> [Quellenauszug]:
§ §

# taz.de -- Zehnkämpfer Behrenbruch über Olympia: „Ich hab's drauf“
       
       > Am Mittwoch beginnt der Zehnkampf. Pascal Behrenbruch ist auch dabei. Der
       > Europameister über seine Chancen, deutsche Tugenden in Estland und
       > nervige Psychogespräche.
       
 (IMG) Bild: Training in Estland, Medaille für Deutschland? Behrenbruch will Gold im Zehnkampf
       
       taz: Herr Behrenbruch, wie gut ist Ihr Estnisch? 
       
       Pascal Behrenbruch: Nicht so gut. Ich kann vielleicht zehn Wörter. Ich
       versuche derzeit, mein Englisch auszubauen, weil hier alle Filme mit
       englischen Untertiteln laufen und die Esten auch ganz gut Englisch können.
       
       Wie hart war der Anfang für Sie in der baltischen Republik? 
       
       Ich wusste immer, dass es eine gute Entscheidung war, nach Estland zu
       gehen. Ich musste das einfach durchziehen. Es war manchmal hart. Es gab
       Momente, da dachte ich: „Boa, jetzt lebe ich hier ganz allein und habe
       keinen – außer meinem Hund.“ Die Esten sind Neuankömmlingen gegenüber auch
       eher kalt. Man kommt nur schwer an sie heran. Es dauert sehr lange, bis man
       Vertrauen aufgebaut hat. Wenn man es aber gewonnen hat, dann ist es echtes
       Vertrauen und nicht so oberflächlich wie in den USA. Mittlerweile habe ich
       in Estland auch Freunde.
       
       Scheint, als wäre das Kontakteknüpfen harte Arbeit gewesen? 
       
       Ja, das kann man so sagen. Übrigens habe ich in Estland die deutschen
       Tugenden schätzen gelernt. Ich war immer pünktlich, die Esten eher zu spät.
       Aber jetzt kommen auch die Esten pünktlich zum Training.
       
       Was genau hat dieser Wechsel gebracht? 
       
       Ich hatte mehr Ruhe und eine bessere Regeneration. Es war teilweise völlig
       langweilig. Man konnte sich nur hinlegen oder in den Wald gehen. Das soll
       aber nicht heißen, dass der DLV recht hatte mit seinem Vorwurf, ich hätte
       früher in Trainingslagern nicht genug Pausen gemacht und ich wäre insgesamt
       undiszipliniert gewesen. Ich bin in meiner neuen Heimat auch mit den Esten
       Wasserski oder so gefahren.

§ §

> [Deine Aufgabe]: Entnimm dem Interview mit Pascal Behrenbruch oben wörtlich alles von "Ja, das kann" bis hinunter zu "eher zu spät.".

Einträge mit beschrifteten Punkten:

§ §

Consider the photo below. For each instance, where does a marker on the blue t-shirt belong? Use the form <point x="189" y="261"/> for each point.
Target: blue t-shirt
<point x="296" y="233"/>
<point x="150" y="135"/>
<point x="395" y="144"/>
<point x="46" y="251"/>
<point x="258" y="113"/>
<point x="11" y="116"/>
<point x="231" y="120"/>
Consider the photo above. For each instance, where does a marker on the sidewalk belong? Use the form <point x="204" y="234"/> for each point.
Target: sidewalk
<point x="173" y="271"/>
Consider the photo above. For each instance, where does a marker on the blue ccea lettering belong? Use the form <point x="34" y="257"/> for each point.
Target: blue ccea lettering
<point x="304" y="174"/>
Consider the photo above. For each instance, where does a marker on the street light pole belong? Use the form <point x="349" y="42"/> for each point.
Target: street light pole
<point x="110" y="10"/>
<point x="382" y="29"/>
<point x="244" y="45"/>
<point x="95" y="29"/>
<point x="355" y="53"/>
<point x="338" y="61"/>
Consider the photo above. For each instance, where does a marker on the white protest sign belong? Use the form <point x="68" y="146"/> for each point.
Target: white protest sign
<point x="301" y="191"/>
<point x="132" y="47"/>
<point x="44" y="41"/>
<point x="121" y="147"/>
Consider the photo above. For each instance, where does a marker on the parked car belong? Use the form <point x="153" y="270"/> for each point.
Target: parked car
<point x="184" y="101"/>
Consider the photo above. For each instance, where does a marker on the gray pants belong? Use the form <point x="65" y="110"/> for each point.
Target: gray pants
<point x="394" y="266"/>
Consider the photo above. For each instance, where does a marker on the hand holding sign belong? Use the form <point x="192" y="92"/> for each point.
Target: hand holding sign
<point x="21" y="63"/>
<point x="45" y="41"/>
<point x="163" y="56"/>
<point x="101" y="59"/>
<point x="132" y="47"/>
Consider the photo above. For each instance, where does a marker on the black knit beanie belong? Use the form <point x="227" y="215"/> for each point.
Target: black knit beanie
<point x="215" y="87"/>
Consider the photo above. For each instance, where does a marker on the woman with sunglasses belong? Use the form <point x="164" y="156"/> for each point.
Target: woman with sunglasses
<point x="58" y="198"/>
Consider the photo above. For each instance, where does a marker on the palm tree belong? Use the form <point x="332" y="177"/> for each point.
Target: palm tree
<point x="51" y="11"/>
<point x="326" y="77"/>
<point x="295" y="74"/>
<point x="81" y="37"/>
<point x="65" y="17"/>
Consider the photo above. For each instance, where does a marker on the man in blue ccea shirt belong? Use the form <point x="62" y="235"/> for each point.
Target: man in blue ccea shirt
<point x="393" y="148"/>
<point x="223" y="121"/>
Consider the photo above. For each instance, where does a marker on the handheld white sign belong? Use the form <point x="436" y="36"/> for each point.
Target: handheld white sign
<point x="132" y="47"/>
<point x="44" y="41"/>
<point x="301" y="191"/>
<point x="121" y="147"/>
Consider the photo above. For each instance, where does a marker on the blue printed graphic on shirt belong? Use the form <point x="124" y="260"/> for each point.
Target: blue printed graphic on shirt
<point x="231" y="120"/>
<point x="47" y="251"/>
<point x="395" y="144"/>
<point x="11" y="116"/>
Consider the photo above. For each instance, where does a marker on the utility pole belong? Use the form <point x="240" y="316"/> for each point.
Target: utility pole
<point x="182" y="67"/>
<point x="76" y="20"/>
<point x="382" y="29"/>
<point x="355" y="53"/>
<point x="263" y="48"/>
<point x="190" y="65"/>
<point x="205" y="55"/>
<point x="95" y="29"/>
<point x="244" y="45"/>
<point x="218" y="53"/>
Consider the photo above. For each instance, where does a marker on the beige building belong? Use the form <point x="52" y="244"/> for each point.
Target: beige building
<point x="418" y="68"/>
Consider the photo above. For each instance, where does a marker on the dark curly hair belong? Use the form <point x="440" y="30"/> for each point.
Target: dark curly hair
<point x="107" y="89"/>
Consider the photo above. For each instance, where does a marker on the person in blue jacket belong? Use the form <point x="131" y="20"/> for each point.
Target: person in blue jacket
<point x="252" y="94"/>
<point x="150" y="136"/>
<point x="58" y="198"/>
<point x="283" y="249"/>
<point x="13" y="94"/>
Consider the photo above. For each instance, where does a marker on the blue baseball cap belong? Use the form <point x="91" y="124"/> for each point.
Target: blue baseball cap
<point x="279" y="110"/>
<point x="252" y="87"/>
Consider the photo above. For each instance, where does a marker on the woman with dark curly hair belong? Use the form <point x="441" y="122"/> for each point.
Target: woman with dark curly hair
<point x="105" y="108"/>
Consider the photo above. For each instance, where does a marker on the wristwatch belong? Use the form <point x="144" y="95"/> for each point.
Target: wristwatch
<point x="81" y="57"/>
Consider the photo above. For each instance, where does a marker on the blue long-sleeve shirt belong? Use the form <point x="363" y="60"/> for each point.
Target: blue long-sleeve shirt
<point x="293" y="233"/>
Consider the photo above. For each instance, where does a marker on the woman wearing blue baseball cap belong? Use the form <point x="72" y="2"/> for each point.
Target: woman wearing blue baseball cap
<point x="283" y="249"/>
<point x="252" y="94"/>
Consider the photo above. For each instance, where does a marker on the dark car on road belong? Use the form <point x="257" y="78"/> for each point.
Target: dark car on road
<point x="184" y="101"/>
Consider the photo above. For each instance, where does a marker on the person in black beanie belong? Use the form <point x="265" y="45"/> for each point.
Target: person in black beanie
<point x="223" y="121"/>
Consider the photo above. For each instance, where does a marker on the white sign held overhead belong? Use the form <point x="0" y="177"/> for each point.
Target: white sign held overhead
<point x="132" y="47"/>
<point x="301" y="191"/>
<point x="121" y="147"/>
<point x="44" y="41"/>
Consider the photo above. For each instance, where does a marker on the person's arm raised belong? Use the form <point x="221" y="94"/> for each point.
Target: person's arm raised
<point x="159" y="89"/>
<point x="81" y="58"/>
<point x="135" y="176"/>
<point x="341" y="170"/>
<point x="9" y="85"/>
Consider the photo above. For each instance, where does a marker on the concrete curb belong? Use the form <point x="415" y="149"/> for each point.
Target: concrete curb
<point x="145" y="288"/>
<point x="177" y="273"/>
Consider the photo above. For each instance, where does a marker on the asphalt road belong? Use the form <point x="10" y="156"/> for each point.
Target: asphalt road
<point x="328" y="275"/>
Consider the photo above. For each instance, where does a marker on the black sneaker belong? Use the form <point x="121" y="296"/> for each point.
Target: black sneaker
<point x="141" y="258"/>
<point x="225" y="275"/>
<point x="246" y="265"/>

§ §

> [Ergebnis unten]:
Ja, das kann man so sagen. Übrigens habe ich in Estland die deutschen
       Tugenden schätzen gelernt. Ich war immer pünktlich, die Esten eher zu spät.